__The data__

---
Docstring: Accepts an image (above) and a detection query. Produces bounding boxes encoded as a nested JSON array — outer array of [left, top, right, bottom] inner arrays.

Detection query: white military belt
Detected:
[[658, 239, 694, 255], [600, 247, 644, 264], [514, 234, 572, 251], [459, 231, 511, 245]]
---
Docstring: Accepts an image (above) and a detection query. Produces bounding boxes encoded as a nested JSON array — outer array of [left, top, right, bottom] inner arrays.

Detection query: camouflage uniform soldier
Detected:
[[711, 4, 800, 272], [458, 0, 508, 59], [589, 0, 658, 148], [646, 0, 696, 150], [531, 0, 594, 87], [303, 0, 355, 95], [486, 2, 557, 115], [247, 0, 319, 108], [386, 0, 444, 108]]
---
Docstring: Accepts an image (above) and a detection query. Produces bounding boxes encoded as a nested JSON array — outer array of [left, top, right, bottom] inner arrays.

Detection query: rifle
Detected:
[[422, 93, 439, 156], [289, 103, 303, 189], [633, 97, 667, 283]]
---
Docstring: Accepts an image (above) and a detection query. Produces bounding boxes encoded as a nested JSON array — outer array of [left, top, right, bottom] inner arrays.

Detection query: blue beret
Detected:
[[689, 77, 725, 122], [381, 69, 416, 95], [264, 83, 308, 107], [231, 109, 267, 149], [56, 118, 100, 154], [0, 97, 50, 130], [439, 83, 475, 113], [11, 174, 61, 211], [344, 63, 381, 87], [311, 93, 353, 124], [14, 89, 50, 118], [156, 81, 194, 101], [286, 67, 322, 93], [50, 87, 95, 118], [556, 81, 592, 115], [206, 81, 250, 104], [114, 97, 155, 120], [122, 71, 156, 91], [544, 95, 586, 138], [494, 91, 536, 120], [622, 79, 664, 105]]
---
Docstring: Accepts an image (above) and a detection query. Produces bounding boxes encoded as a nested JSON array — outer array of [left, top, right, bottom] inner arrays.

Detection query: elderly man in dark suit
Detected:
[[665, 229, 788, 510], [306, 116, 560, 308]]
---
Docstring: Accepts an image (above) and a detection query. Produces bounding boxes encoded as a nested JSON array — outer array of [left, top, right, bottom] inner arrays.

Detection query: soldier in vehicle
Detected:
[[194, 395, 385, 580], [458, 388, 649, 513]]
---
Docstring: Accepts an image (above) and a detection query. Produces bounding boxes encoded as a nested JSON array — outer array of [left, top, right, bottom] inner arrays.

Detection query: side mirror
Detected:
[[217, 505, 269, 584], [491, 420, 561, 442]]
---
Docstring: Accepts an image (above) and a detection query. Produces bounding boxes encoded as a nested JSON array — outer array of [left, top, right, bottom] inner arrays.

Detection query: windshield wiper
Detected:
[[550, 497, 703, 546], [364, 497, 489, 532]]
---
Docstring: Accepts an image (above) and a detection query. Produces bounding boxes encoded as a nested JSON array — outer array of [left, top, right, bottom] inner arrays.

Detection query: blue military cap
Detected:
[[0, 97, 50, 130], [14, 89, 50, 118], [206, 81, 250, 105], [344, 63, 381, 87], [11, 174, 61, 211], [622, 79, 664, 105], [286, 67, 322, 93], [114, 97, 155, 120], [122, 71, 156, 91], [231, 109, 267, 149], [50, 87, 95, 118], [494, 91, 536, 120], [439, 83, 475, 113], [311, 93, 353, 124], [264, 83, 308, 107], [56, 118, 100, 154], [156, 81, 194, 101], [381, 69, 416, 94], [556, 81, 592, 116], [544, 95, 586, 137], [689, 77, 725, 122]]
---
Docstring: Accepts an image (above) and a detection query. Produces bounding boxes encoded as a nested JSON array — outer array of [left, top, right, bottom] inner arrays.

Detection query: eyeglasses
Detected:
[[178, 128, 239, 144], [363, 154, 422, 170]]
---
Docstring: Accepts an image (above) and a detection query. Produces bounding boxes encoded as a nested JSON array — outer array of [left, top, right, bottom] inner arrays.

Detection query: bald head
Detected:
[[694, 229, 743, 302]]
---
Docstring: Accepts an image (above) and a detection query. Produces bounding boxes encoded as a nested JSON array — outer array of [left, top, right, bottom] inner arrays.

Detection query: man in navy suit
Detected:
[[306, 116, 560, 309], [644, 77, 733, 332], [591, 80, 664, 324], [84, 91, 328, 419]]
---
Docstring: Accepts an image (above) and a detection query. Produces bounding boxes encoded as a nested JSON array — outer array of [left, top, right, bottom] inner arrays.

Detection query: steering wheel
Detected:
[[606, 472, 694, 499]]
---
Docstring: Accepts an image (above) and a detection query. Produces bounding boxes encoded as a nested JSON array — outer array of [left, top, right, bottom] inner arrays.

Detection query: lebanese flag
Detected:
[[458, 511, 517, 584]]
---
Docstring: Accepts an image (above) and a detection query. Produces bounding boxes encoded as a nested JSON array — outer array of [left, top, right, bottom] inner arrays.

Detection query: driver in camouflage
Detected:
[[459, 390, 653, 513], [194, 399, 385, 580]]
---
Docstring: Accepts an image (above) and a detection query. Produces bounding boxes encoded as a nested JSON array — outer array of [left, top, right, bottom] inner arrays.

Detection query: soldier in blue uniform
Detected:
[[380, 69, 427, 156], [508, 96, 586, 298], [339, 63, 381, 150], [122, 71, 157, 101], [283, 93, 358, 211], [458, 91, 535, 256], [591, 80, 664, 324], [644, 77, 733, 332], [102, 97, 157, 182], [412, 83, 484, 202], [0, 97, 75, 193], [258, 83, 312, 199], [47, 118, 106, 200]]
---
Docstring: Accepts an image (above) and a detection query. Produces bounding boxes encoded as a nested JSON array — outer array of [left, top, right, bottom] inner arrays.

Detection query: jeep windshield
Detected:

__Short task__
Please copy every one of the items above word for word, with nothing left out or changed.

__Solution to this problem__
---
Docstring: Accepts an image (above) and a detection query. Produces bounding boxes encoded as a nested JSON array — outer array of [left, top, right, bottom] inner arrays.

Detection query: white military belt
Detected:
[[658, 239, 694, 255], [600, 247, 644, 264], [514, 234, 572, 251], [459, 231, 511, 245]]
---
Docstring: Accepts an image (above) and a detection query. Produces bounding boxes encoded as a nested JSON array — outer array of [left, top, right, bottom] inner arrays.

Detection query: camouflage uniform soldier
Detected:
[[711, 4, 800, 272], [458, 0, 508, 59], [589, 0, 658, 148], [646, 0, 696, 150], [531, 0, 594, 87], [303, 0, 355, 95], [486, 2, 557, 115], [247, 0, 319, 108], [386, 0, 444, 108]]
---
Docstring: Accepts an image (above) and a detection query. Produces bounding boxes encoded as a nested JSON array — outer array of [left, top, right, bottom] inner arrays.

Detection query: rifle
Detected:
[[422, 93, 439, 156], [289, 103, 303, 189], [633, 97, 667, 283]]
---
Docstring: Accepts an image (above) and a detection query. Produces bounding boxes encoded as a nested JSON array — outer array of [left, top, right, bottom] inner arrays.

Detection query: blue beret
Detected:
[[689, 77, 725, 122], [381, 69, 416, 95], [264, 83, 308, 107], [231, 109, 267, 149], [56, 118, 100, 154], [0, 97, 50, 130], [439, 83, 475, 113], [11, 174, 61, 211], [344, 63, 381, 87], [311, 93, 353, 124], [14, 89, 50, 118], [156, 81, 194, 101], [286, 67, 322, 93], [50, 87, 95, 118], [556, 81, 592, 115], [206, 81, 250, 104], [114, 97, 155, 120], [122, 71, 156, 91], [544, 95, 586, 138], [494, 91, 536, 120], [622, 79, 664, 105]]
---
Docstring: Accepts an image (above) and a detection query. Produces bounding boxes encoded as a nested JSON array — outer array of [left, top, right, bottom] inner arrays.

Detection query: elderly man in dark suit
Detected:
[[665, 229, 788, 510], [306, 116, 560, 308]]
---
Docstring: Accepts an image (above) and a detection query. Produces bounding boxes encoded as a nested JSON array — outer array of [left, top, right, bottom] inner arrays.

Detection query: soldier in vehicle
Detected:
[[194, 395, 385, 580], [458, 388, 649, 513]]
---
Docstring: Accepts an image (above) and a detection query. Produces bounding boxes encoded as a nested JSON array — outer array of [left, top, right, bottom] inner arrays.

Detection query: side mirror
Detected:
[[217, 505, 269, 584], [491, 420, 561, 442]]
---
Docstring: Accepts an image (above) and a detection query. Produces bounding boxes encoded as a nested JSON array — outer array of [left, top, right, bottom] inner arrays.

Detection query: windshield wiper
Detected:
[[550, 497, 703, 546], [364, 497, 489, 532]]
---
Docstring: Accepts an image (above) and a detection query. Produces bounding boxes encoded as a nested JSON array — outer array of [left, top, right, bottom] inner arrays.

Detection query: blue military cap
Detected:
[[0, 97, 50, 130], [14, 89, 50, 118], [206, 81, 250, 105], [344, 63, 381, 87], [11, 174, 61, 211], [622, 79, 664, 105], [286, 67, 322, 93], [114, 97, 155, 120], [122, 71, 156, 91], [231, 109, 267, 149], [50, 87, 95, 118], [494, 91, 536, 120], [439, 83, 475, 113], [311, 93, 353, 124], [264, 83, 308, 107], [56, 118, 100, 154], [156, 81, 194, 101], [381, 69, 416, 94], [556, 81, 592, 116], [544, 95, 586, 137], [689, 77, 725, 122]]
---
Docstring: Accepts an image (above) and a detection query. Produces bounding boxes encoded as a nested JSON array — outer array of [left, top, right, bottom] inner arrays.

Detection query: eyeglasses
Detected:
[[178, 128, 239, 144], [363, 154, 422, 170]]
---
Docstring: Accepts an image (above) and a detection query. Produces bounding boxes encoded as a nested JSON array — outer array of [left, top, right, bottom] inner arrays.

Detection query: bald head
Detected:
[[694, 229, 743, 302]]
---
Docstring: Accepts an image (above) and a detection query. Produces bounding boxes encoded as a nested JSON array — outer array of [left, top, right, bottom] inner arrays.

Detection query: man in navy suit
Detected:
[[306, 116, 560, 309], [644, 77, 733, 332], [591, 80, 664, 324], [84, 91, 328, 419]]
---
Docstring: Accepts an image (above) and a detection query. Produces bounding boxes encoded as a nested JSON array — outer array of [left, top, right, bottom] inner arrays.

Detection query: steering wheel
Detected:
[[606, 472, 694, 499]]
---
Docstring: Accepts an image (above) and a detection query. Produces bounding boxes encoded as a nested JSON array — outer array of [left, top, right, bottom] inner arrays.

Detection query: lebanese flag
Detected:
[[458, 511, 517, 584]]
---
Docstring: Accepts an image (above) and a detection query. Produces bounding boxes encoded as a nested JSON array — outer array of [left, top, right, bottom] inner arrays.

Detection query: driver in camouflage
Detected:
[[459, 390, 653, 513], [194, 399, 385, 580]]
---
Docstring: Accepts an image (above) and a detection query. Produces bounding boxes encoded as a nested JSON array — outer array of [left, top, right, bottom] inner arrays.

Detection query: soldier in blue uniform
Detected:
[[380, 69, 427, 156], [508, 96, 586, 298], [339, 63, 381, 150], [122, 71, 157, 101], [283, 93, 358, 211], [458, 91, 535, 256], [591, 80, 664, 324], [644, 77, 733, 332], [102, 97, 157, 182], [412, 83, 484, 202], [0, 97, 75, 193], [258, 83, 312, 199], [47, 118, 106, 200]]
---
Docstring: Accepts an image (above) and a detection query. Produces bounding boxes encoded as a nested JSON array — outer array of [left, top, right, bottom] inner arrays.

Detection query: jeep windshield
Detected:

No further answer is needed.